> **Deine Aufgaben**:
1. Stimmen diese Aussagen mit dem Text über die eheliche Liebe überein? Antworte jeweils mit Ja oder Nein und führe die entscheidenden Worte des Textes wörtlich an.
(a) Das Paar hat drei Töchter.
(b) Bei jeder Schwangerschaft bestand die Gefahr einer Fehlgeburt.
(c) Der Arzt riet Martha, im Bett zu liegen.
2. Beantworte diese Fragen zum Text über die eheliche Liebe kurz:
(a) Welche besondere Eigenschaft der ehelichen Liebe nennt Adam?
(b) Wie lange übernahm Adam die Rolle des alleinerziehenden Vaters?
(c) Was schenkte Adam seiner Frau, wenn er nach der Arbeit nach Hause kam?
3. Wie könnte der Text über die eheliche Liebe nach seinem letzten Satz weitergehen? Führe ihn fort.

=== Vorliegender Text ===

Doch die Überschreitung des Schmerzes durch den einfachen Dienst am Nächsten
– mit dem Ehegatten beginnend – gibt Kraft, alles durchzustehen.
Adam: Eine besondere Eigenschaft der ehelichen Liebe ist ihre Transparenz,
ihre Reinheit. Ich habe da so eine Theorie, die besagt, dass es im Leben
um strategisch wichtige Entscheidungen geht: Man muss wissen, was man
sucht. Es ist gut, wenn die Frau, die mir gefällt, darauf verzichten kann,
Begierde zu wecken. Und der Mann in der Lage ist, sein Verlangen zu beherrschen.
Diese Fähigkeiten waren uns im Leben sehr behilflich.
Wir haben drei Töchter. Als die Älteste unterwegs war, ging es sowohl
dem Kind wie auch der Mutter sehr gut. Doch bei den folgenden Schwangerschaften
trat sehr schnell die Gefahr einer Fehlgeburt auf. Der Arzt empfahl Martha,
im Bett zu liegen und natürlich sexuell vollkommen enthaltsam zu leben.
In diesem Augenblick übernahm ich für ein paar Monate die Rolle des alleinerziehenden
Vaters, der sich um seine momentan nicht arbeitsfähige Frau kümmerte und
dabei auch seiner eigenen beruflichen Arbeit nachgehen musste. Ein Aspekt
dieser Situation war, dass wir neue Formen der Kontaktaufnahme finden
mussten – andere Formen, unsere natürliche Sehnsucht nacheinander zu stillen,
und zwar durch eine schwesterlich-brüderliche Art der Herzlichkeit und
Zärtlichkeit, die an die Stelle der bräutlichen Zuneigung trat. Es sah
so aus, dass ich, nachdem ich nach der Arbeit nach Hause kam, mich für
das Wohlbefinden meiner Frau interessierte, ihr genau zuhörte, ihr Blumen
schenkte (meine Frau mag das – sie ist sehr weiblich), sie herzte, ihr
trotz Erschöpfung, denn zu dieser Zeit war ich sehr erschöpft, in die
Augen schaute. Obwohl ich wie ein Roboter funktionierte, um alle Aufgaben
zu erledigen, litt sie viel mehr als ich, denn sie konnte nur daliegen
und sehen, wie viel noch zu tun ist, ohne eingreifen und helfen zu können.

=== Vorliegendes Material ===

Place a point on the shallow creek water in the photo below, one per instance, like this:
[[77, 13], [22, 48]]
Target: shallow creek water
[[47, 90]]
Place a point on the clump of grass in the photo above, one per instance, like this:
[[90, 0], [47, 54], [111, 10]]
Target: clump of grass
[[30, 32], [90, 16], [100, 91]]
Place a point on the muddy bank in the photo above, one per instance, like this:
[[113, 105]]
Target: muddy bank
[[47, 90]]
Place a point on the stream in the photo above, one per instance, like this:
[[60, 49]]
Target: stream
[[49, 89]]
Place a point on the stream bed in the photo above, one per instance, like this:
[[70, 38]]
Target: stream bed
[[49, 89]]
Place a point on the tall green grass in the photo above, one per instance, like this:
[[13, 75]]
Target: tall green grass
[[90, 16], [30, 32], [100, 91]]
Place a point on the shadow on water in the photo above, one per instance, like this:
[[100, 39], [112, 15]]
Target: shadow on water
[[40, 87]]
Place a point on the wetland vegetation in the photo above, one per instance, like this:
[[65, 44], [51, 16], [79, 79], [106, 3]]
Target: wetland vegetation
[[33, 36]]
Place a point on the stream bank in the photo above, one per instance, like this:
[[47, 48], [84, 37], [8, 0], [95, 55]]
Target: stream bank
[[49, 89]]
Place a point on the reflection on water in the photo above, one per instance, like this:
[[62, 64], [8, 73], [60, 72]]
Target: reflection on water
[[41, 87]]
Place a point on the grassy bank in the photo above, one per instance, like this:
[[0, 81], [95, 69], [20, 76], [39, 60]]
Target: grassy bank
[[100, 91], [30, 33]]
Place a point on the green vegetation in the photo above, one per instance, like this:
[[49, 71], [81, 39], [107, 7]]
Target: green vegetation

===

> **Lösungen im Einzelnen**:
1.
(a) Ja: „Wir haben drei Töchter.“
(b) Nein: „Als die Älteste unterwegs war, ging es sowohl dem Kind wie auch der Mutter sehr gut.“
(c) Ja: „Der Arzt empfahl Martha, im Bett zu liegen“

2.
(a) Ihre Transparenz, ihre Reinheit
(b) Für ein paar Monate
(c) Blumen

3.
Sie konnte höchstens die Rolle einer Sekretärin übernehmen, die ihren
Chef auf die nächsten Punkte in seinem Zeitplan erinnert: aufräumen, das
Kind abholen … Und das war auch wirklich eine Hilfe, leider aber auch
die einzige.
Es kam vor, dass die Kinder sagten: Wir wollen nicht mehr, dass keiner
da ist! Denn eine liegende Mutter, die nicht aufstehen darf, ist wie eine,
die gar nicht da ist. Bei der Bewältigung von Wut und Frustrationen, die
uns beide befallen konnten, half uns die Fähigkeit zur Kontrolle und Beherrschung
sinnlicher Wünsche, die wir während der Verlobungszeit und auch bei der
Anwendung der Natürlichen Familienplanung erworben hatten.
Martha: Für unsere Kinder war das eine sehr wichtige und natürliche Lektion
über den Schutz des ungeborenen Lebens. Sie wissen, dass auch sie ihren
Beitrag dazu geleistet haben, dass ihre Schwester auf der Welt ist. Jedes
neue Kind in der Familie bedeutet nicht nur eine Beziehung mehr, sondern
es bringt auch eine Freude mit sich, die wir so nicht erwartet hätten.
Jedes Mal, wenn ein Kind auf die Welt kommt, entdecke ich, dass es unsere
Realität um sehr viel mehr bereichert, als ich es erwartet hätte.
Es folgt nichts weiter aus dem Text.